Extrait du texte >>
++++++++

3 QUESTIONS À... : JUILLET 2008







3 questions à... Michel Grignon (chercheur associé à l'Irdes - Université McMaster à Hamilton (Ontario Canada))

1/ Les actes du forum franco-québécois sur « Maîtrise des dépenses de santé ou qualité : faut-il choisir ? » qui s'est tenu en mars 2007 vont paraître cet été. A cette occasion, vous avez interpellé les ministres, pouvez-vous nous rappeler la teneur de vos propos ?

L'économiste simplifie et décrit le système de santé comme une machine transformant des ressources (la dépense) en santé de la population (la qualité). Faire fonctionner cette machine suppose de résoudre trois questions : obtenir le plus de qualité pour un niveau de dépense donné, décider du niveau de qualité en santé qu'on veut atteindre socialement, et préparer les innovations technologiques affectant la machine. Mes « interpellations » visaient à faire préciser aux politiques leur vision sur chacune de ces questions : comment organiser des trajectoires de soins pour réduire les gâchis ? Par la responsabilisation du patient, par l'imposition d'une norme centrale ou en incitant les professionnels eux-mêmes à déterminer les trajectoires optimales ? Quelle logique préside aux décisions sur le montant de la dépense prise en charge collectivement et ce qui est laissé à la responsabilité individuelle ? Enfin, quels sont les plans pour adapter les systèmes de soins à l'évolution technologique à venir ?

++++++++

Consigne >> Recopiez le passage de l'entretien sur les dépenses de santé allant de « 1/ Les actes » jusqu'à « vos propos ? », en remplaçant « ministres » par « députés ».

Enregistrements tirés d'un jeu de données >>
++++++++

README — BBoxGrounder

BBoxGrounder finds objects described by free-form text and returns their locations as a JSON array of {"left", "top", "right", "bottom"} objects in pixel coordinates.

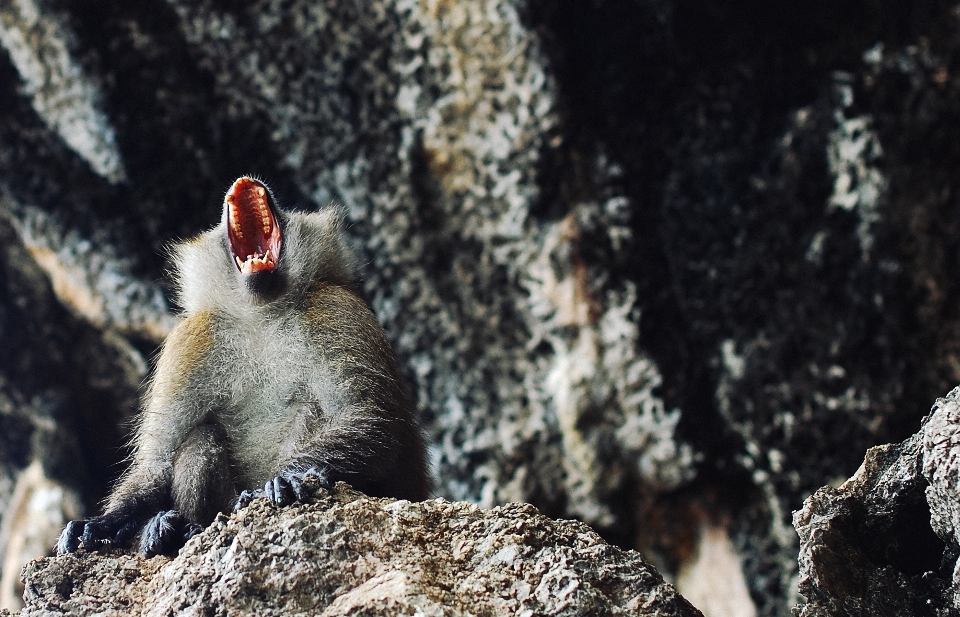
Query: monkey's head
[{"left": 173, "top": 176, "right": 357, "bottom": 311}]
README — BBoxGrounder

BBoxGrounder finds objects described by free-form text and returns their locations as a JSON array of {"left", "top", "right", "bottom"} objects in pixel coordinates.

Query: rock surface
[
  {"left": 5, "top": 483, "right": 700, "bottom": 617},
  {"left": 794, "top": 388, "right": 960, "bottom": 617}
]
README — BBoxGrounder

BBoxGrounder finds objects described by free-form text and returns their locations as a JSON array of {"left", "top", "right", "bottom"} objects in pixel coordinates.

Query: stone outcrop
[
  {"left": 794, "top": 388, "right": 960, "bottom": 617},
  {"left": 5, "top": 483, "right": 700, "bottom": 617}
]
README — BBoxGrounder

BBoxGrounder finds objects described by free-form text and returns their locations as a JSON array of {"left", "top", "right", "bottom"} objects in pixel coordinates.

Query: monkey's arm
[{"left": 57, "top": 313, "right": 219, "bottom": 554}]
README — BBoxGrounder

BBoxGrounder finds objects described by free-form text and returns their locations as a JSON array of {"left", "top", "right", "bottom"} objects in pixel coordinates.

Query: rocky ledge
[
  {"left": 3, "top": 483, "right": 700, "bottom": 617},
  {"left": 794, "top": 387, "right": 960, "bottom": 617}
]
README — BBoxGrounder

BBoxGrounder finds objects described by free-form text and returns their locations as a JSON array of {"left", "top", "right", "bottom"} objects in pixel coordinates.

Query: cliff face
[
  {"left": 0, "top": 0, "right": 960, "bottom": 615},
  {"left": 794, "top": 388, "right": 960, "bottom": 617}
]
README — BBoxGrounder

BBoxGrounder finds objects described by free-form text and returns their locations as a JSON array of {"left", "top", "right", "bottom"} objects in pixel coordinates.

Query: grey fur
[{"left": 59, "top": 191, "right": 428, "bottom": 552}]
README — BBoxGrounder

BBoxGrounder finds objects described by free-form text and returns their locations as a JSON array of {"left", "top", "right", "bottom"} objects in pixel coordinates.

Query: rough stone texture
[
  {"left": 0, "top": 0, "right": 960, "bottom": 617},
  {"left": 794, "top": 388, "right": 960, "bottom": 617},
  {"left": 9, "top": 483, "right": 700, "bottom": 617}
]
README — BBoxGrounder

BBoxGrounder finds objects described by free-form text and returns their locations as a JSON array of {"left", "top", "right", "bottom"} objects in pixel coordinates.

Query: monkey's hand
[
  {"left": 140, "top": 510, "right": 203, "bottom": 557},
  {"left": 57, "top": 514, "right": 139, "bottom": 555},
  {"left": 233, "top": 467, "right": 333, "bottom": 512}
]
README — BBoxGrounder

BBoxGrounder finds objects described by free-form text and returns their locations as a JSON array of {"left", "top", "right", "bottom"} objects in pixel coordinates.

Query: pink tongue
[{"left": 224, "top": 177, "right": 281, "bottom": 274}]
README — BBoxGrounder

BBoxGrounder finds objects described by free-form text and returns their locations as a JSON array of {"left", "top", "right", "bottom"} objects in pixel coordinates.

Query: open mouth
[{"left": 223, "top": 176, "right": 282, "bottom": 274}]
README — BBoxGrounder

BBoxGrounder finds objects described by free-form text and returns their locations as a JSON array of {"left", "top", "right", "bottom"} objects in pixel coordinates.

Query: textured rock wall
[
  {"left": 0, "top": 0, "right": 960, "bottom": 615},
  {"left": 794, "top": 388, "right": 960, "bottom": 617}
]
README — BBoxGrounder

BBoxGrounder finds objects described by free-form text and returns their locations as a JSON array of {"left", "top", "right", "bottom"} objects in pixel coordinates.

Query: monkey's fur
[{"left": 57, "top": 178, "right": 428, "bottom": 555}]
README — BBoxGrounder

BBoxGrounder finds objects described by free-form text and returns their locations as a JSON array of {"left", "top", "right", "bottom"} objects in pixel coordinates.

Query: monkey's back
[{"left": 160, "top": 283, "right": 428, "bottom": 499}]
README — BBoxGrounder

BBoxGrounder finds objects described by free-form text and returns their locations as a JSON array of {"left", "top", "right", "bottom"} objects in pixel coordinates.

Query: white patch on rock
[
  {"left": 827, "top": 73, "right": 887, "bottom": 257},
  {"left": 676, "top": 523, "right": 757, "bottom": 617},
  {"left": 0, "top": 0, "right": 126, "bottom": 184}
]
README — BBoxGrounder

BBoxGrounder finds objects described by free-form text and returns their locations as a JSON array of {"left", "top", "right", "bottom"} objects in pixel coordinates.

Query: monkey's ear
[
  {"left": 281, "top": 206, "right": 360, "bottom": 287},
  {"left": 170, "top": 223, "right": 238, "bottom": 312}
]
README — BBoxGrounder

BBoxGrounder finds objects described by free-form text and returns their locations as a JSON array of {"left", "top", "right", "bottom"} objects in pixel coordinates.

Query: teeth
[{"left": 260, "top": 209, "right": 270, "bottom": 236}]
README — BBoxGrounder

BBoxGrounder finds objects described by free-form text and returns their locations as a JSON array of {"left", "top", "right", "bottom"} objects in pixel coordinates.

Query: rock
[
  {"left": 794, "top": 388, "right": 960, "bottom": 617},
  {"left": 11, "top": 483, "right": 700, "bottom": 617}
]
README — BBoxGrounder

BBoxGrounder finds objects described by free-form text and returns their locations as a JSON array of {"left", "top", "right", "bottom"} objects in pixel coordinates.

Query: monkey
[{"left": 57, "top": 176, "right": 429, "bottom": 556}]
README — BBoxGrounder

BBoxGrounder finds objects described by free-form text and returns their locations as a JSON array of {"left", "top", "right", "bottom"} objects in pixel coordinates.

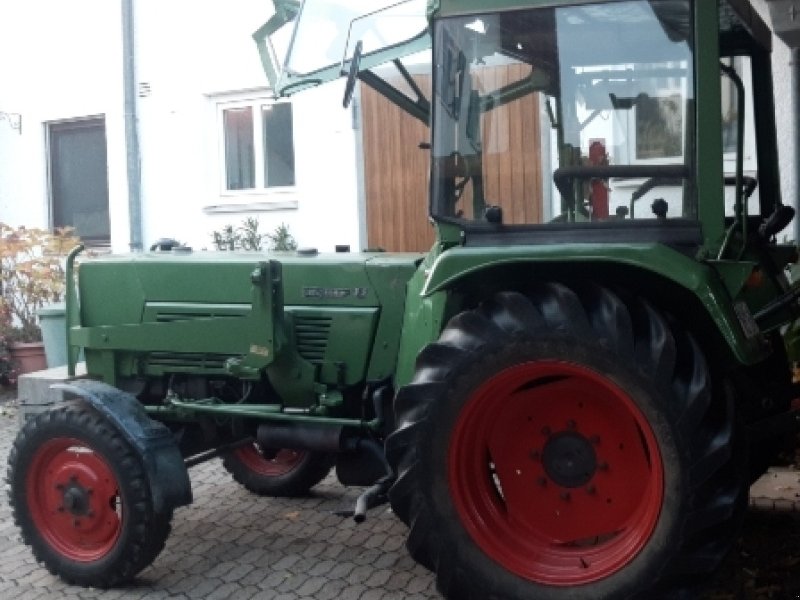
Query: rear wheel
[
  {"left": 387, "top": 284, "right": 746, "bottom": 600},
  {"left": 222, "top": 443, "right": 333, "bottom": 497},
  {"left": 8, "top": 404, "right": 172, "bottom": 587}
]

++++++++

Réponse >>
1/ Les actes du forum franco-québécois sur « Maîtrise des dépenses de santé ou qualité : faut-il choisir ? » qui s'est tenu en mars 2007 vont paraître cet été. A cette occasion, vous avez interpellé les députés, pouvez-vous nous rappeler la teneur de vos propos ?